Page text:
########################################

Although we have successfully discovered many matching joins using
photographs, illustrations and visual memory, the creation of a 3D image
archive for the Malloura artefacts counteracts two significant obstacles
to their study: first, the sheer number of fragments, which makes
individual observation time-consuming, and identifying matching joins
exceedingly difficult; and second, that the objects housed within the
Larnaka Museum are only available to researchers in small numbers and
for very limited periods.
Developing a means of capturing accurate digital models became
paramount for addressing several important research goals:
a) To develop and test a cost-effective 3D scanner with which to
produce models that accurately pinpoint surface geometry (dimensions of
the x, y and z planes) and texture.
b) To create computer-aided, hypothetical reconstructions of
fragmentary sculptures based on established typologies.
c) To explore surface treatments (paint, fingerprints, carving
marks) so as to understand technological aspects of production better
and consider wider implications with regard to identifying regional
styles, evidence of exchange and the influence of different artistic
schools.
d) To identify and match unique joins (i.e. broken fragments that
can be pieced back together) in order to help reconstitute limestone and
terracotta statues.
These data, when integrated with other related information (e.g.
typology, find-location, date, material type), have the potential to
inform a more complete understanding of the sculptural assemblage with
regard to types and attributes. Reducing the total number of fragments
by piecing joins back together also allows for greater insight into the
use of the sanctuary prior to the breakage of these artefacts.
Methods and equipment
In consultation with the University of Kentucky's Center for
Visualization and Virtual Environments (VisCenter), we determined that
structured light scanning was the most appropriate method for attaining
our research goals. This method produces geometrically accurate models
that capture metric measurements with realistic textures. Precision was
crucial as we intended to use the models to identify connecting
fragments, while capturing texture was necessary for the analysis of
surface treatments such as paint, tool marks and fingerprints. This
positioning of 3D visualisation for data collection and subsequent
in-depth interpretative analysis distinguishes our project from those
whose primary concern is artistic facsimile. The portability of the
equipment meant that it could be built at the VisCenter and transported
to Cyprus. Finally, a customised structured light scanner, utilising
affordable components, allowed a relatively low production cost to be
maintained.

########################################

Prompt 1:
From the passage on scanning the Malloura artefacts, write out everything from "These data, when" down to "of these artefacts." word for word.

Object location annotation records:
########################################

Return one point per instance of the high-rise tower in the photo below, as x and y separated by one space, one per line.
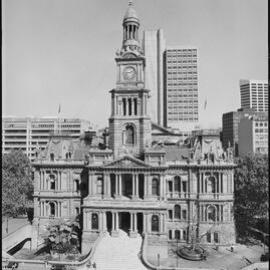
129 124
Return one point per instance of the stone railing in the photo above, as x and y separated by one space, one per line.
69 263
160 267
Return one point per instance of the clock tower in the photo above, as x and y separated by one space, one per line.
129 124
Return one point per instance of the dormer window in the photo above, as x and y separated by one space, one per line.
52 182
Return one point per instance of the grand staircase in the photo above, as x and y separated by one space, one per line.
118 253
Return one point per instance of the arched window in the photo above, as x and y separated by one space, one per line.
216 238
52 182
177 184
184 214
155 187
211 213
208 237
100 185
52 209
77 185
184 235
177 212
129 137
170 214
170 234
177 234
211 184
155 223
184 186
95 221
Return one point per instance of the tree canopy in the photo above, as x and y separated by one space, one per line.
17 183
251 192
63 236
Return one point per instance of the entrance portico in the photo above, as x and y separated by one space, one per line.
131 221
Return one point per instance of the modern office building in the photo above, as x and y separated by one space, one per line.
254 95
136 185
154 47
31 133
172 75
230 126
181 88
253 134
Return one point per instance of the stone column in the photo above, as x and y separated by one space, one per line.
145 184
145 223
120 185
104 221
109 185
58 209
164 223
202 182
43 180
90 180
137 185
106 185
232 186
116 185
117 221
89 219
160 223
135 222
131 223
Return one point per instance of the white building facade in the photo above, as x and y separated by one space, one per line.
254 95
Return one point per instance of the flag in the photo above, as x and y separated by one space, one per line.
205 104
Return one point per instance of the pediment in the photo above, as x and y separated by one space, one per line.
127 162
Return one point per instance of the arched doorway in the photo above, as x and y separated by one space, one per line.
109 221
127 185
140 222
124 221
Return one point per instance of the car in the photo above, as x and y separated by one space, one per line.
265 257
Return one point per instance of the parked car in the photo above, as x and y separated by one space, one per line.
265 257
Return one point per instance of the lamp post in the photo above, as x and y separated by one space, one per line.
38 232
7 226
177 253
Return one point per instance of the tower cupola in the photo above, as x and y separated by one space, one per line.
131 25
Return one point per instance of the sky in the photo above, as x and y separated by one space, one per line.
62 52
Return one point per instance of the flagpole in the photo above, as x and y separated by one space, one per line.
58 120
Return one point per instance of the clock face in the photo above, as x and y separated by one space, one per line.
129 73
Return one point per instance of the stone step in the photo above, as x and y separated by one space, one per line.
119 253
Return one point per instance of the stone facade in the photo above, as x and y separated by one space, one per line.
135 184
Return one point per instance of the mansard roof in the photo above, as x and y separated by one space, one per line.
176 152
127 162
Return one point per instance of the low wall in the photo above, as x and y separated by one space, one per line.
73 263
154 267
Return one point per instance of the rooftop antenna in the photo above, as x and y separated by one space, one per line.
58 120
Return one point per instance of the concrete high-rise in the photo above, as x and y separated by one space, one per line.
171 74
154 47
254 94
181 87
29 133
253 134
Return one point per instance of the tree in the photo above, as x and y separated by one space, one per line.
251 192
17 183
62 236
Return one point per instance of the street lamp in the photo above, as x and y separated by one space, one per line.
7 226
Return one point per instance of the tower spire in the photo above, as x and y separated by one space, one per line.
131 25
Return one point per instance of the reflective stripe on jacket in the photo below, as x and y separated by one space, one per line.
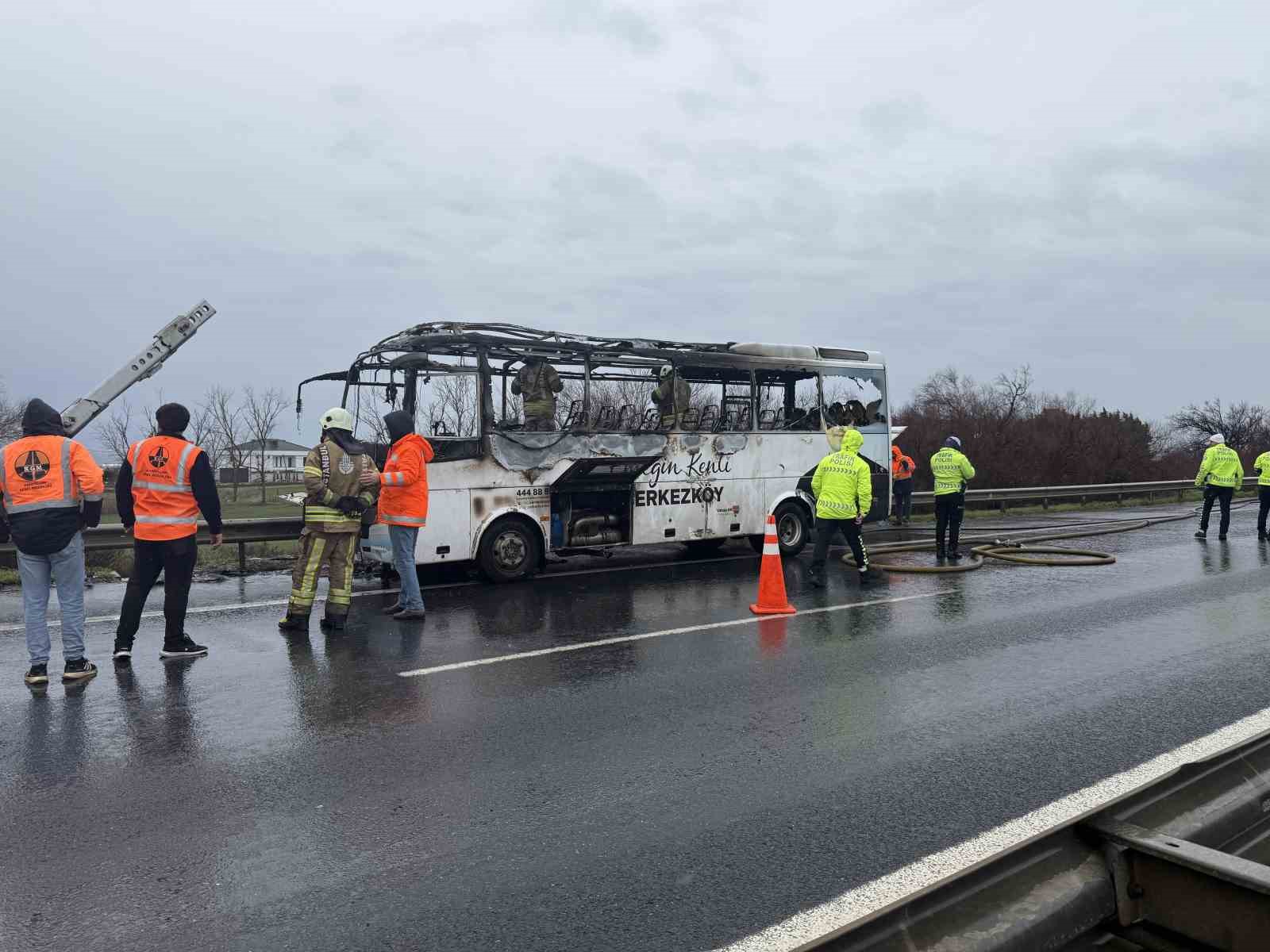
404 482
842 484
163 498
952 471
48 473
1219 467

########################################

Prompt 2:
How many lines of the records contain the string "facade", with case counting? Give only the number.

Written answer 1:
These data, when integrated with other related information (e.g.
typology, find-location, date, material type), have the potential to
inform a more complete understanding of the sculptural assemblage with
regard to types and attributes. Reducing the total number of fragments
by piecing joins back together also allows for greater insight into the
use of the sanctuary prior to the breakage of these artefacts.

Written answer 2:
2